Every entry must be repeated exactly. Exclude all pictures.
===== Listing
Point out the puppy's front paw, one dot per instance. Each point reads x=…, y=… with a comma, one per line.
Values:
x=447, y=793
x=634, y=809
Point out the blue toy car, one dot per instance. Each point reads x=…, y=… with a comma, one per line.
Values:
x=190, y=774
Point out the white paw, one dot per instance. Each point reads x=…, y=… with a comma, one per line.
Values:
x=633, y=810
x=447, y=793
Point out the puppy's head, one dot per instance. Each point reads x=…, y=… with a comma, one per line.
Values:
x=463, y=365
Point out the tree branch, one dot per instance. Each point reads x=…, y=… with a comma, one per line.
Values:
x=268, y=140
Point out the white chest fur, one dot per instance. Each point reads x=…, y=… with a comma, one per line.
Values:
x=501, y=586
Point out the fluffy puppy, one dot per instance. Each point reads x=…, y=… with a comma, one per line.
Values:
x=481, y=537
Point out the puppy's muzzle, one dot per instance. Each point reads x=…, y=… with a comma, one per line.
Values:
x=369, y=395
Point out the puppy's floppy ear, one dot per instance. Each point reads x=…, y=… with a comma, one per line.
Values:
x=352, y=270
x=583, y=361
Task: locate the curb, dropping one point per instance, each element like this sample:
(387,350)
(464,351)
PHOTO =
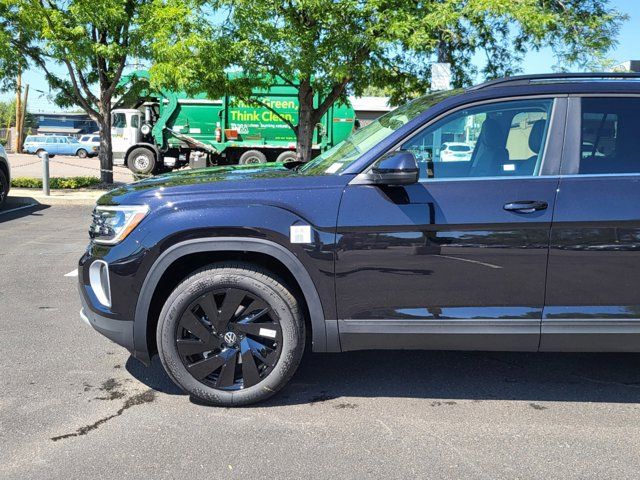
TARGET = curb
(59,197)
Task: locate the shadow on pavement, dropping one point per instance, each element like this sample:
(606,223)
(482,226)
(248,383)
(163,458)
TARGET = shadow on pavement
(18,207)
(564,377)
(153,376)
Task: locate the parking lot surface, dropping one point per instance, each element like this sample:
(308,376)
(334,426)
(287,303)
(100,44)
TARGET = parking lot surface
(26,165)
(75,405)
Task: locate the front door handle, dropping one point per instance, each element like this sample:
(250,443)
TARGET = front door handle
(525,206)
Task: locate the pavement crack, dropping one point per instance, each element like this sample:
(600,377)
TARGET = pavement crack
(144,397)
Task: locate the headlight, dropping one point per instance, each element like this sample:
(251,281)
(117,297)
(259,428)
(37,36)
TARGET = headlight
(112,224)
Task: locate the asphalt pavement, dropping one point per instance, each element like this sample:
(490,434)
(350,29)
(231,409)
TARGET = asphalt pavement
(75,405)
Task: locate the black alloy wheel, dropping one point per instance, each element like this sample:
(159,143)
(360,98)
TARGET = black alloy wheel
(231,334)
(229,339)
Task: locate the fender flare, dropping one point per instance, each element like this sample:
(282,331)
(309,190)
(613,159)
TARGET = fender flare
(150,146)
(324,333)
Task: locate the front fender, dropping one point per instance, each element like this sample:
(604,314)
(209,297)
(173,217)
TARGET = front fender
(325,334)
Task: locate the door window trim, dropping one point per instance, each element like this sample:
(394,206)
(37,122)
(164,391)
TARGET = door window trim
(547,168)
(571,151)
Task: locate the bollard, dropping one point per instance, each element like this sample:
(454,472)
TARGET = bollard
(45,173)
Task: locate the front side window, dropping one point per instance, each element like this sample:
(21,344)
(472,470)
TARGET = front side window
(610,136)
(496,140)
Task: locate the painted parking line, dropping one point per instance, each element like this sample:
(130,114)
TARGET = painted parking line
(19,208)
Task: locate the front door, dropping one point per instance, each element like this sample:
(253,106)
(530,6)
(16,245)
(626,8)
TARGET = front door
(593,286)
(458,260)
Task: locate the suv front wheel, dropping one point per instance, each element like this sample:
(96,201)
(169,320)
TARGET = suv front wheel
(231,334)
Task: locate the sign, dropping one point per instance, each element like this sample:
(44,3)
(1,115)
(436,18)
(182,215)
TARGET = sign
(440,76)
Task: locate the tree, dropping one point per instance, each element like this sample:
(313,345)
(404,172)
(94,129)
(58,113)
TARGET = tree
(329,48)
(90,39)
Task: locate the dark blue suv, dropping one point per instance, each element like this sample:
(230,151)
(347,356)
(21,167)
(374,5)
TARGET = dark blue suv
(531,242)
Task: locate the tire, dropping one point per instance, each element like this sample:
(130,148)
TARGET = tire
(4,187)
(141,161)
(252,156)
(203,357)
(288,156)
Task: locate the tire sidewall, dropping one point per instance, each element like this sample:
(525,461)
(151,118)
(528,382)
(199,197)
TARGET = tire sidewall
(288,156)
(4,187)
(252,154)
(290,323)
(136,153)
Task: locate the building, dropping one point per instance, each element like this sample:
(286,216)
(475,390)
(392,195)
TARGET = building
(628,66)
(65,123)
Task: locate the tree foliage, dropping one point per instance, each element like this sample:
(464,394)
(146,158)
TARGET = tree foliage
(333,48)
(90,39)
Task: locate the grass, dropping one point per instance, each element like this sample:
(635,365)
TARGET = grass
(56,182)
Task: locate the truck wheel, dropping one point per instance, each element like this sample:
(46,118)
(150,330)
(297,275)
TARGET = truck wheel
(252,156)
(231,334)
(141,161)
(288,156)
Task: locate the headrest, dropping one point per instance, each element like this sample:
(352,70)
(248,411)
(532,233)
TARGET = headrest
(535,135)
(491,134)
==========
● The reply:
Point out the puppy's front paw, one dot per instance. Each point reads x=…, y=… with a comma, one per line.
Values:
x=447, y=793
x=634, y=809
Point out the blue toy car, one dot per instance. Each point reads x=…, y=… with a comma, one per line.
Values:
x=190, y=774
Point out the white paw, one dot per instance. Each point reads x=…, y=… with a comma, one per line.
Values:
x=633, y=810
x=447, y=793
Point out the puppy's head, one dot per instance. Each point reads x=…, y=… with a comma, one per line.
Values:
x=463, y=365
Point out the tree branch, one dot per instance. Each point reads x=…, y=… with a comma, one per line.
Values:
x=268, y=140
Point out the white chest fur, one dot per instance. Each point reads x=…, y=… with a comma, one per line.
Values:
x=501, y=586
Point out the fluffy puppy, one dot per instance. Each point reads x=…, y=… with a comma, one per line.
Values:
x=481, y=537
Point out the puppy's muzzle, one dot per instance. Each point reads x=…, y=… with a comma, one per line.
Values:
x=369, y=395
Point out the puppy's floppy ear, one dot per instance. Each point reads x=…, y=… with a comma, one per line.
Values:
x=352, y=270
x=583, y=361
Task: locate the curb, dropping one point per instance, each element like this sample:
(387,350)
(464,351)
PHOTO =
TARGET = curb
(59,197)
Task: locate the shadow on pavement, dropping one point per instance, each element like this sample:
(606,223)
(482,226)
(248,383)
(163,458)
TARGET = shadow on pavement
(18,207)
(564,377)
(153,376)
Task: locate the parking lot surface, dropping one point per instance, each element like this sample:
(308,376)
(334,426)
(287,303)
(100,44)
TARGET = parking lot surface
(26,165)
(75,405)
Task: locate the front door handle, dropping one point per instance, each element like this sample:
(250,443)
TARGET = front door handle
(525,206)
Task: locate the pavement crack, dropping one point per instance, each element like this sample:
(600,377)
TARGET = pavement crack
(144,397)
Task: locate the headlight, dropping one point per instance, each element like this sample:
(251,281)
(117,297)
(259,428)
(37,36)
TARGET = headlight
(112,224)
Task: locate the asphalt pavement, dropping one point per instance, each element like this sample:
(490,434)
(350,29)
(231,409)
TARGET = asphalt pavement
(75,405)
Task: locate the black alloy wheel, dropping one point per instance, each element like this sample:
(159,143)
(360,98)
TARGET = black alloy wheel
(231,334)
(229,339)
Task: locate the fender flare, dropping one point per instance, each element like this sample:
(282,331)
(309,190)
(613,159)
TARGET = fender flare
(150,146)
(324,333)
Task: locate the front fender, dropping one point per instance, each element like this sample:
(604,314)
(209,297)
(173,217)
TARGET = front fender
(325,334)
Task: locate the door window trim, dropping one point per instance, each element like this sample:
(394,206)
(37,122)
(164,391)
TARGET = door window trim
(547,168)
(571,151)
Task: locate the bollard, dropping one point per instance, each element like this sample:
(454,472)
TARGET = bollard
(45,173)
Task: locate the front side window, dropping one point per instance, each element like this sample:
(21,344)
(472,470)
TARGET = front side window
(610,136)
(496,140)
Task: locate the painted parking line, dropping one point per instance, each element like this sample:
(130,114)
TARGET = painted parking line
(19,208)
Task: locate the front door, dropping one point per instance, each element like this sample:
(253,106)
(530,6)
(16,245)
(626,8)
TARGET = front door
(593,286)
(458,260)
Task: locate the suv front wheel, dropping one point per instance, each element like this sample:
(96,201)
(169,320)
TARGET = suv front wheel
(231,334)
Task: locate the sign, dropping one point per instance, each element like this sample:
(44,3)
(1,115)
(436,18)
(182,215)
TARGET = sign
(440,76)
Task: locate the tree, dropping one point per instance, each element like this sample:
(313,345)
(404,172)
(94,129)
(58,113)
TARGET = tree
(329,48)
(90,39)
Task: locate the dark blue suv, dropping one point per instance, each element like this sample:
(230,151)
(347,356)
(21,167)
(374,5)
TARGET = dark blue suv
(531,242)
Task: locate the tire, dropping one point per instance, each element like this sample:
(130,148)
TARGET = tire
(4,187)
(141,161)
(252,156)
(203,357)
(288,156)
Task: locate the tire sidewall, dropping one point per instance, each element like this sample:
(525,461)
(151,118)
(528,382)
(199,197)
TARGET = tire sidewall
(288,156)
(4,187)
(252,154)
(290,323)
(136,153)
Task: locate the building, dropping one point per instance, each element like this sample:
(286,216)
(475,390)
(392,195)
TARGET = building
(628,66)
(65,123)
Task: locate the tree foliage, dropping one point per instance, each element like this sample:
(464,394)
(146,158)
TARGET = tree foliage
(333,48)
(90,39)
Task: locate the grass, dropping one point per instance, each element like this sample:
(635,365)
TARGET = grass
(56,182)
Task: locate the truck wheel, dropping one point per instance, each element like this sample:
(46,118)
(150,330)
(297,275)
TARGET = truck wheel
(252,156)
(231,334)
(141,161)
(288,156)
Task: locate the headrest, dropping one point per instance, each element like this sample:
(352,70)
(248,411)
(532,233)
TARGET = headrest
(535,135)
(491,134)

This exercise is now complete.